[START Extract to read]

In the Grampians we did all the main sites, lots of the popular walks and lookouts, the main tourist spots over here aren't that challenging for walkers as there is usually a car park not far away, fair enough it makes it more accessible for most people and that why they are well known, but I don't get the sense of achievement you can get when you have climbed somewhere hard or walked along time to se something special, when there is a vehicle track or ice cream van at the end it isn't quite the same. Not that the Grampians is all like that there are hundreds of walks for all kinds of people, but after we did the main sites and a couple of fairly moderate walks we we keen to get off the tourist trail again, I think we just like finding places less people go.

We headed east towards Ballan where we would be based in our first house-sit while on the road, we still have a few weeks to spare so plenty of time to explore the region know as the Gold Fields due to the gold rush of the eighteen hundreds. We drove through Ararat got stocked up with supplies, fixed the tyre and treated ourselves to fish n chips, like Colac it had a great reserve for campers where there were also showers, for $5 a night! I think it will be hard to beat that.

Moving short distances from site to site we went through Langi Ghiran State Park and Mount Buangor State Park staying a few nights at a time at some pretty remote places. We probably would have had the sites to ourselves but it was the Anzac long weekend and lots of people had made the trip here to camp, trail bike, walk, 4WD and build huge fires! This is defiantly a hidden region for the locals and its not hard to see why they flock here. Its hardly a blip on the map but it has great free camping where you can collect wood for fires, and the walking is brilliant and I climbed my first proper small mountain, just shy off 1000 meters where I had amazing views of the Grampians and surrounding flats. Mount Buangor had even more challenging walks, for a area that looks pretty flat on the map the 5hr sugar-loaf circuit was one of the hardest I've ever done.

No real incidents other than after a big walk we drank to much port by the fire, resulting in Sharon going out for a late night toilet visit where she totally lost her bearings and couldn't find the dunny. I thought she was gone along time but I was half drunk and asleep and didn't realise she had got lost for about half a hour and didn't even find the toilet after all that!

We headed towards Pyrenees, the last time we drove in the European namesake we drove up roads so high the engine on our VW was literally bursting at the seams and the pressure was causing oil to leak all over the place, I will never forget that day and we laughed this area wouldn't be quite as hard, it wasn't even marked on the map as a national park it was so small.

[END Extract to read]
[START Extracted data]

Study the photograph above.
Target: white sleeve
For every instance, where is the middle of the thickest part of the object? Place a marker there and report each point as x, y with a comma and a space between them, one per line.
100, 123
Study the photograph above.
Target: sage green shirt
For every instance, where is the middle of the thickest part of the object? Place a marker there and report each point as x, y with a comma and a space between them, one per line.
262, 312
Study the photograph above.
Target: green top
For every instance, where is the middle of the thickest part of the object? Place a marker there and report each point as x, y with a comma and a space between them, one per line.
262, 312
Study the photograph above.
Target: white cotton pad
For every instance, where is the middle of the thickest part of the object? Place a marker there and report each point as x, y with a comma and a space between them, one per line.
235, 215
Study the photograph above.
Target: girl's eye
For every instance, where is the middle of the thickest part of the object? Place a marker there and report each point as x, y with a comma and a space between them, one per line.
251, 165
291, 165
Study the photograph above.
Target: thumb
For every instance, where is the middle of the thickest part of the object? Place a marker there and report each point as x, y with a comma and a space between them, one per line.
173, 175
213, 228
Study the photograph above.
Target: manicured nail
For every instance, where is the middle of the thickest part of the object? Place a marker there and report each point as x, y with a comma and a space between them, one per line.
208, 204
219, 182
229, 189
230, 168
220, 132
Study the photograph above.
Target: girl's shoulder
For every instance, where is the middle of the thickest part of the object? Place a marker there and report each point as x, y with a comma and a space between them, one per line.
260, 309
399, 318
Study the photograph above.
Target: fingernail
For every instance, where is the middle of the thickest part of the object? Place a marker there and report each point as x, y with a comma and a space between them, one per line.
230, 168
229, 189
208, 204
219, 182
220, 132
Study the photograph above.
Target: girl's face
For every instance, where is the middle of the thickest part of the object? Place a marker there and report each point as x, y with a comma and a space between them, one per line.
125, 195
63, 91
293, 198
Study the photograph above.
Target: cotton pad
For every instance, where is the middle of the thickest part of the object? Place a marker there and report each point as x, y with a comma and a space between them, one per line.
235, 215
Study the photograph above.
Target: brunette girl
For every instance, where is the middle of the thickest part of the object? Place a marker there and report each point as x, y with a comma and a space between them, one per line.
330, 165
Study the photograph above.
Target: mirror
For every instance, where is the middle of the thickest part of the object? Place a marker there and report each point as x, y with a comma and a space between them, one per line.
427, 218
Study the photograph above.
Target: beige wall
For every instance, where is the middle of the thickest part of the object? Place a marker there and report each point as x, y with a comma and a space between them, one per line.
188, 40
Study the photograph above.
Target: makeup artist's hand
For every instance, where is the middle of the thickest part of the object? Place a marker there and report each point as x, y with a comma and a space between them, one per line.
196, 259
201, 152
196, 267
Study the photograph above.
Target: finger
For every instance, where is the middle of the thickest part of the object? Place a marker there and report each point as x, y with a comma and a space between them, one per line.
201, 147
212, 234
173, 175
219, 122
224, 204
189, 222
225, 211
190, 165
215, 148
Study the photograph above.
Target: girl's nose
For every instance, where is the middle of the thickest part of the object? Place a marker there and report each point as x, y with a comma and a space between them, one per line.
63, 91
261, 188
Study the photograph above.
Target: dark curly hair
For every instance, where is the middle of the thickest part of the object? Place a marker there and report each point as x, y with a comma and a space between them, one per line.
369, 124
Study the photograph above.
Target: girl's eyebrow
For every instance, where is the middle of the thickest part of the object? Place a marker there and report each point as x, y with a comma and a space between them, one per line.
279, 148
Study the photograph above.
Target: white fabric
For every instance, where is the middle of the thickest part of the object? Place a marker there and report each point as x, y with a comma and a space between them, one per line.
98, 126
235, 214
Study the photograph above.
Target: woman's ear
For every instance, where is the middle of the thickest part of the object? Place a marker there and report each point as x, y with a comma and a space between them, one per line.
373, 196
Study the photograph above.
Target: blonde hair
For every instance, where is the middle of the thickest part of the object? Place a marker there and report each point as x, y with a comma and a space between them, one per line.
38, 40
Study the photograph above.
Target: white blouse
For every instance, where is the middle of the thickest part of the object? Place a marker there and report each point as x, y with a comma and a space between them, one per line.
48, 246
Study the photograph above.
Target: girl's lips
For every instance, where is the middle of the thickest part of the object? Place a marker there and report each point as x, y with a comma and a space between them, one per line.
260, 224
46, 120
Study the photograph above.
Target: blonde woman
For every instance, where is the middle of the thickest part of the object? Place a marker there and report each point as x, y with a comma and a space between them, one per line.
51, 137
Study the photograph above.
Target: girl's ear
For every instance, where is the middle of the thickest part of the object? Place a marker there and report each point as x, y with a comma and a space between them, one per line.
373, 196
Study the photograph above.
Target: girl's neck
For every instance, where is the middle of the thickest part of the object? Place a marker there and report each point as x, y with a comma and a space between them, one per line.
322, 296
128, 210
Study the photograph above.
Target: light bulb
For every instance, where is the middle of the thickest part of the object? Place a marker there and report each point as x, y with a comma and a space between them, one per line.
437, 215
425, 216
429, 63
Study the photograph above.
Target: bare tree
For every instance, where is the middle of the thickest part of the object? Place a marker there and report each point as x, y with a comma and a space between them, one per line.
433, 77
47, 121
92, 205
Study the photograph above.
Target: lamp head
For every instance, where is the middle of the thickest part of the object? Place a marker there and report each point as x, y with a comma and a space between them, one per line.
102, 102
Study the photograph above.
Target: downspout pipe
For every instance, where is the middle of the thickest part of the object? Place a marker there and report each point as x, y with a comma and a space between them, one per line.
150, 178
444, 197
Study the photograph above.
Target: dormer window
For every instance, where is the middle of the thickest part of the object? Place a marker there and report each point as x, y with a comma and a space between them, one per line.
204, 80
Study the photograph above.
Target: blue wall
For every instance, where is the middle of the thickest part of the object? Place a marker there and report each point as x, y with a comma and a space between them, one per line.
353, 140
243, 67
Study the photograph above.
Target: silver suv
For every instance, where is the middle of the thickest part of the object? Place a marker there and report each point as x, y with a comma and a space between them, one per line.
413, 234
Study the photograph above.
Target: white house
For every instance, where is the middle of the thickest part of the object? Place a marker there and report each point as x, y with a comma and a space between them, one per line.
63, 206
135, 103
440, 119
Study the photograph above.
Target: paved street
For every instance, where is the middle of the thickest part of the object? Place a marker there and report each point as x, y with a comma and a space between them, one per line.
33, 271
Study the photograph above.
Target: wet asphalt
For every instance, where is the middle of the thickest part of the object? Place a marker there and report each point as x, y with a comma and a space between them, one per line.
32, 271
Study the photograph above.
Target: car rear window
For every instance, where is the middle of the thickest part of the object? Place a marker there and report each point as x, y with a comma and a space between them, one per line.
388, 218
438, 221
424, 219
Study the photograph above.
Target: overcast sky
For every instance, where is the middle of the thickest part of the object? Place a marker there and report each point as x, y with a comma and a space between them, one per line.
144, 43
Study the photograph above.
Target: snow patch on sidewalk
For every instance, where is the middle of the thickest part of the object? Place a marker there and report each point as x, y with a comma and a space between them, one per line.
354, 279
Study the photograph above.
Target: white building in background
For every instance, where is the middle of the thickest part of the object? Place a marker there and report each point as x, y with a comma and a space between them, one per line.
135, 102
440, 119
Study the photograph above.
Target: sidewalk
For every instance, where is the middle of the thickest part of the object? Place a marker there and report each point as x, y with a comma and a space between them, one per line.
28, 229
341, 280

[END Extracted data]

Actions to take:
a – Name the activities that, according to the travel account, people had come to the area to do over the Anzac long weekend.
b – Summarize the travel account in two sentences.

Solution list:
a – Camp, trail bike, walk, 4WD, and build huge fires.

b – After seeing the main sites of the Grampians, the travelers wanted to get off the tourist trail and headed east toward Ballan for their first house-sit, stopping in Ararat to stock up on supplies, fix a tyre, and stay at a $5-a-night reserve. They spent a few nights at a time at remote sites in Langi Ghiran and Mount Buangor State Parks during the busy Anzac long weekend, enjoying free camping and challenging walks before heading toward the Pyrenees.